◆ **DOCUMENT EXTRACT**
Comprehensive Bioinformatics Analysis to Reveal Key RNA Targets and Hub Competitive Endogenous RNA Network of Keratoconus

Shuai Ouyang; Jingyu Ma; Qihang Sun; Jinyan Li; Yijia Chen; Lixia Luo

doi:10.3389/fgene.2022.896780

Comprehensive Bioinformatics Analysis to Reveal Key RNA Targets and Hub Competitive Endogenous RNA Network of Keratoconus

Front Genet. 2022 Jun 7:13:896780. doi: 10.3389/fgene.2022.896780. eCollection 2022.

Authors

Shuai Ouyang¹, Jingyu Ma¹, Qihang Sun¹, Jinyan Li¹, Yijia Chen¹, Lixia Luo¹

Affiliation

¹ State Key Laboratory of Ophthalmology, Guangdong Provincial Key Laboratory of Ophthalmology and Visual Science, Zhongshan Ophthalmic Centre, Sun Yat-sen University, Guangzhou, China.

Abstract

Keratoconus (KC) is the most common corneal ectatic disease, with its pathological mechanisms unclear. We mainly performed bioinformatics approaches to reveal core RNA targets and hub competitive endogenous RNA (ceRNA) network and explored the potential regulatory mechanisms of ceRNA in KC. The high-throughput sequencing datasets GSE77938 and GSE151631 were downloaded from the Gene Expression Omnibus (GEO) database. The differential expression of mRNAs and lncRNAs was identified using the DESeq2 package. Functional enrichment analyses and protein-protein interaction (PPI) were executed. Then, the hub genes were filtered and molecular docking analysis was performed. Moreover, we predicted miRNAs through a website database and validated them using quantitative PCR (qPCR). Eventually, the lncRNA-miRNA-mRNA regulatory network was constructed by Cytoscape. We revealed that 428 intersected differentially expressed mRNA (DEGs) and 68 intersected differentially expressed lncRNA (DELs) were shared between the two datasets. Functional enrichment results innovatively showed that the ubiquitin-dependent protein catabolic process was upregulated in KC. The pathway enrichment showed that DEGs were mainly involved in NF-kB signaling and neurodegenerative diseases. In addition, we uncovered the top 20 hub genes in which FBXW11, FBXO9, RCHY1, and CD36 were validated by qPCR. Particularly, a small-molecule drug triptolide was predicted by molecular docking to be a candidate drug for treating KC. Moreover, we innovatively predicted and validated four core miRNAs (miR-4257, miR-4494, miR-4263, and miR-4298) and constructed a ceRNA network that contained 165 mRNA, eight lncRNAs, and four core miRNAs. Finally, we proposed a potential regulatory mechanism for KC. Overall, we uncovered a hub ceRNA network that might underlie a critical posttranslational regulatory mechanism in KC, in which miR-4257, miR-4494, miR-4263, and miR-4298 could be valuable biomarkers and provided core RNAs therapeutic targets for KC.

Keywords: Keratoconus; bioinformatics analysis; competitive endogenous RNA network; miRNA; ubiquitin.

◆ **EXCERPTED DATA**

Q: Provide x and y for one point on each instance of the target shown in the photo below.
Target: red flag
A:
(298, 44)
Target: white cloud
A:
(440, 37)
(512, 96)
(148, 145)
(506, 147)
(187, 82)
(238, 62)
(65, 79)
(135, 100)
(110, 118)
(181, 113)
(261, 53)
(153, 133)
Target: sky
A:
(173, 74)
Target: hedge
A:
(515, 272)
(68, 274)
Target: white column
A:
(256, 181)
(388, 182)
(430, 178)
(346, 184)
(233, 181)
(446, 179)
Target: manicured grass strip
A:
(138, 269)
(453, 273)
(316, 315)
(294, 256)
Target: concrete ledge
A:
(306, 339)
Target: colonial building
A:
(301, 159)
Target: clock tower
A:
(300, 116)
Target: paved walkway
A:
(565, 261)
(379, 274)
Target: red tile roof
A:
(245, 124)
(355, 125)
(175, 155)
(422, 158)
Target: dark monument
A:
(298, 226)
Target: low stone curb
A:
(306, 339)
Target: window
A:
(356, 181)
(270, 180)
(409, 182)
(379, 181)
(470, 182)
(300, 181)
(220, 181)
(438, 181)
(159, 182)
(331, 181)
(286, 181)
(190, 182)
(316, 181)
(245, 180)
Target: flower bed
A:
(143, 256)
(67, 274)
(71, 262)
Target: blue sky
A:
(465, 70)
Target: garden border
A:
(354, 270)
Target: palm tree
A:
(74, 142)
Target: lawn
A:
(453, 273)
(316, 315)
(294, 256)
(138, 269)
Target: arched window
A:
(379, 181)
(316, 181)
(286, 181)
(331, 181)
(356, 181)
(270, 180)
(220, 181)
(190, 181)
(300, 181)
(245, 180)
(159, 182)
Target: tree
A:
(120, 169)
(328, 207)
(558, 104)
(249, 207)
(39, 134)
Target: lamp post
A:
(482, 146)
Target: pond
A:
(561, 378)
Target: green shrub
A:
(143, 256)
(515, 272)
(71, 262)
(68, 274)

◆ **WHAT IS BEING ASKED**
Copy the passage of the keratoconus abstract word for word, from "Shuai Ouyang; Jingyu" through "10.3389/fgene.2022.896780. eCollection 2022.".

◆ **RESULT OF THE EXERCISE**
Shuai Ouyang; Jingyu Ma; Qihang Sun; Jinyan Li; Yijia Chen; Lixia Luo

doi:10.3389/fgene.2022.896780

Comprehensive Bioinformatics Analysis to Reveal Key RNA Targets and Hub Competitive Endogenous RNA Network of Keratoconus

Front Genet. 2022 Jun 7:13:896780. doi: 10.3389/fgene.2022.896780. eCollection 2022.